■ **Task details**
Give back the full data, unchanged and complete.

Records shown below:

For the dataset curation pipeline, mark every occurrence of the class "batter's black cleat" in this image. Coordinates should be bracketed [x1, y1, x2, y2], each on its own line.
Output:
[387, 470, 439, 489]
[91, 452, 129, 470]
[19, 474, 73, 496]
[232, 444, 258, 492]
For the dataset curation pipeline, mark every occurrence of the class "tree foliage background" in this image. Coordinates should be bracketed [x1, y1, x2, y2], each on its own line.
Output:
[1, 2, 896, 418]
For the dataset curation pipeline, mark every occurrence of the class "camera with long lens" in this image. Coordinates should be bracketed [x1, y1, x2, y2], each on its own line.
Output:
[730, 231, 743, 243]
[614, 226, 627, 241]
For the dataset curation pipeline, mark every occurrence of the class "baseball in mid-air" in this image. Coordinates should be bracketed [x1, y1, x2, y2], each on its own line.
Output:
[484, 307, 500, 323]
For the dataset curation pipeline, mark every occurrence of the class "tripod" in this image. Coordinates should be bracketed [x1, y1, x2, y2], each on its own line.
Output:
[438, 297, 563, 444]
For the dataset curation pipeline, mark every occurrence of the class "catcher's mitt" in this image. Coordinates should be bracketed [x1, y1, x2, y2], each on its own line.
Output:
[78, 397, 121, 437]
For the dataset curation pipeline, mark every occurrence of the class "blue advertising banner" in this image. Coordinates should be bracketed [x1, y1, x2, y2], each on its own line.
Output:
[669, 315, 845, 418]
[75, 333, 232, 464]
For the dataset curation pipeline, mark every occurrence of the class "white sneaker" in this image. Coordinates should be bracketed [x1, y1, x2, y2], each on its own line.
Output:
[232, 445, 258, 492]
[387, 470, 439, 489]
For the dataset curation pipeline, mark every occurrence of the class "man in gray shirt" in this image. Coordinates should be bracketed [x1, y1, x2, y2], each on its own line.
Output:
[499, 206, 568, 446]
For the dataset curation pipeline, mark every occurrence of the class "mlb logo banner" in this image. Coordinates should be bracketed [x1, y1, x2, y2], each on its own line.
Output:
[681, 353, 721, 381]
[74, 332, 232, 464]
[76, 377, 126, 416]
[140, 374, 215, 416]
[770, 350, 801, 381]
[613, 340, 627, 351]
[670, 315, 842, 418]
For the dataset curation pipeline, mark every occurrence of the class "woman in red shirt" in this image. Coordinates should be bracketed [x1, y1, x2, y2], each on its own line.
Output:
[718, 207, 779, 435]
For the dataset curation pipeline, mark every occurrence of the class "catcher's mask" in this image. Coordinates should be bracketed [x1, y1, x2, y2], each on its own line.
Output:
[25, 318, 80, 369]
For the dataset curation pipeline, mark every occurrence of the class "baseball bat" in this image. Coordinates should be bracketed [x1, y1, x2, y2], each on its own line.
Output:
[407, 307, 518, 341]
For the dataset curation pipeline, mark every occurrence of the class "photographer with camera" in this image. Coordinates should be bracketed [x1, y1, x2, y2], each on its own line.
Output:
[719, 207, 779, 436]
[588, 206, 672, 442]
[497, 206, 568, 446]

End of Records shown.

■ **Output of the task**
For the dataset curation pipeline, mark every occurrence of the class "batter's black cleat" in this image. Coordinates should be bracketed [x1, y1, x2, y2], each on its own line.
Output:
[387, 470, 439, 489]
[91, 452, 129, 470]
[19, 474, 73, 496]
[232, 444, 258, 492]
For the dataset curation pipeline, mark every occurrence of the class "tree foliage background" in this image. Coordinates should be bracketed [x1, y1, x2, y2], each on its own line.
Output:
[1, 2, 896, 418]
For the dataset curation pipeline, mark every occurrence of the class "camera with long lens" in this image. Coordinates should be bracketed [x1, y1, x2, y2], each on its own line.
Output:
[730, 231, 743, 243]
[614, 226, 627, 241]
For the dataset curation pipeline, mark every occurrence of the class "baseball in mid-air" in this image. Coordinates should be bracketed [x1, y1, x2, y2], each on its own line.
Output:
[484, 307, 500, 323]
For the dataset curation pipeline, mark every occurrence of the class "tripod" in this image. Coordinates should be bracketed [x1, y1, x2, y2], each on its own line.
Output:
[438, 297, 563, 444]
For the dataset curation pipeline, mark every occurrence of the class "catcher's mitt" in this image. Coordinates should be bracketed [x1, y1, x2, y2], each on its own line.
Output:
[78, 397, 121, 437]
For the dataset curation pipeline, mark every occurrence of the class "blue advertising banner" in this image. Coordinates should be bracketed [x1, y1, x2, y2], each on its own line.
Output:
[669, 315, 845, 418]
[75, 333, 232, 464]
For the dataset curation pipeline, mark every occurrence of the class "white sneaker" in this image. Coordinates should be bracketed [x1, y1, x2, y2], each on its own line.
Output:
[232, 445, 258, 492]
[387, 470, 439, 489]
For the dataset curation pipeline, mark every occurrence of the class "man in gray shirt" in this image. Coordinates should be bracketed [x1, y1, x2, y2], each on its own line.
Output:
[499, 206, 568, 446]
For the dataset curation pipeline, mark every occurrence of the class "mlb logo banner" in this image. Coordinates should be bracketed [x1, y1, x2, y2], each on its own line.
Output:
[681, 353, 721, 381]
[74, 332, 232, 464]
[76, 377, 126, 416]
[140, 374, 215, 416]
[770, 350, 801, 381]
[613, 340, 627, 351]
[670, 315, 842, 418]
For the dataset curation pipeline, mark every occurrence of the class "woman in red shirt" in this image. Coordinates should be bracketed [x1, y1, x2, y2], each on its own line.
Output:
[718, 207, 779, 435]
For the dataset curation pipeline, mark every occurrence of the class "catcher's mask" in this image. Coordinates should be bracketed [x1, y1, x2, y2], each on its own line.
Output:
[25, 318, 80, 369]
For the dataset curation pipeline, mark every occurrence of the class "baseball bat" in this image. Coordinates should be bracketed [x1, y1, x2, y2], each on its own line.
Output:
[407, 307, 518, 341]
For the dataset curation pipeline, mark every occurrence of the class "photographer with camera" in this image. Coordinates should be bracketed [x1, y1, x2, y2], each on its own line.
Output:
[719, 207, 779, 436]
[588, 206, 672, 442]
[497, 206, 568, 446]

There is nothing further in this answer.